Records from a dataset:
□ □ □
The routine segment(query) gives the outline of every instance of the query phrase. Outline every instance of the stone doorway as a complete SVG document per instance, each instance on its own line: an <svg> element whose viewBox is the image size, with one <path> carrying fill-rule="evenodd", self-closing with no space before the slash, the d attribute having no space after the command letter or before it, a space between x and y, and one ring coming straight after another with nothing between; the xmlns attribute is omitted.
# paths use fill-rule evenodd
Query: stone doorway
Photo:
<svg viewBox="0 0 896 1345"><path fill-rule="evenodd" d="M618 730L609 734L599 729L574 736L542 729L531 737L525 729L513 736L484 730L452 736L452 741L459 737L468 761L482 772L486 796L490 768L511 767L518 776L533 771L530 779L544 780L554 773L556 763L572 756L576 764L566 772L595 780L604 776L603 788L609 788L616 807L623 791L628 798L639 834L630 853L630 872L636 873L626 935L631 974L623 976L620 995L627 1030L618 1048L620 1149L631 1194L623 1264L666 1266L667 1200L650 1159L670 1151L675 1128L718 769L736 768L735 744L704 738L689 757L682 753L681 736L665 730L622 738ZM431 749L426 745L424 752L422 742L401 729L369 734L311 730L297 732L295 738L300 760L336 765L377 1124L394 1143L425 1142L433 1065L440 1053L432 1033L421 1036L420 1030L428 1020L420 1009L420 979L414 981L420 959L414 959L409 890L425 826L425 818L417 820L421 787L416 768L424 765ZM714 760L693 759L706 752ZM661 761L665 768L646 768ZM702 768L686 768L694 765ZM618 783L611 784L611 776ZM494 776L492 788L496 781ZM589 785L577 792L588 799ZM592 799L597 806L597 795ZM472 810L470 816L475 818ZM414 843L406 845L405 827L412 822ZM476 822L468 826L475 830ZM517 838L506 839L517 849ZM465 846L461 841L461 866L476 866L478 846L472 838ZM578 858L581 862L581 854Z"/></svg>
□ □ □
TASK PROMPT: Write the entire listing out again, word for word.

RESULT:
The routine segment(query) gives the outline of every instance of the query phrase. Outline every instance of the stone doorway as a complete SVG document per instance, each instance on its own line: an <svg> element whose viewBox is the image size, with one <path> carrying fill-rule="evenodd", self-closing with no space before the slash, the d attribute having no space after the command letter or before it, a space between x and y, and one ring coming straight after another with nothing between; the xmlns attribute is omitted.
# paths use fill-rule evenodd
Query: stone doorway
Photo:
<svg viewBox="0 0 896 1345"><path fill-rule="evenodd" d="M618 730L609 734L599 729L574 736L542 729L531 737L525 729L513 736L484 730L452 736L452 741L459 737L468 761L482 772L486 796L490 768L511 767L518 776L533 771L530 779L544 780L554 773L556 763L572 756L576 764L566 772L595 780L604 776L603 788L609 788L616 807L623 791L628 798L639 834L630 853L630 872L636 873L626 935L631 974L623 976L620 995L627 1030L618 1048L620 1149L631 1194L623 1264L666 1266L667 1200L650 1159L670 1151L675 1128L718 769L736 768L735 744L704 738L689 757L682 753L681 736L665 730L622 738ZM431 749L426 745L424 752L422 742L401 729L369 734L311 730L297 732L295 738L300 760L336 765L377 1124L394 1143L425 1142L433 1065L440 1053L432 1033L421 1036L420 1030L428 1020L420 1009L420 979L414 981L420 959L414 959L409 890L425 826L425 818L417 820L421 787L416 768L424 765ZM714 760L693 759L706 752ZM661 761L665 768L646 768ZM702 768L686 768L694 765ZM618 783L611 784L611 776ZM494 776L492 788L496 781ZM589 785L577 792L588 799ZM592 799L597 806L597 795ZM472 810L470 816L475 818ZM414 843L406 845L405 827L412 822ZM476 822L468 826L475 830ZM517 838L506 839L517 849ZM465 846L461 841L461 866L476 866L478 846L472 838ZM578 858L581 862L581 854Z"/></svg>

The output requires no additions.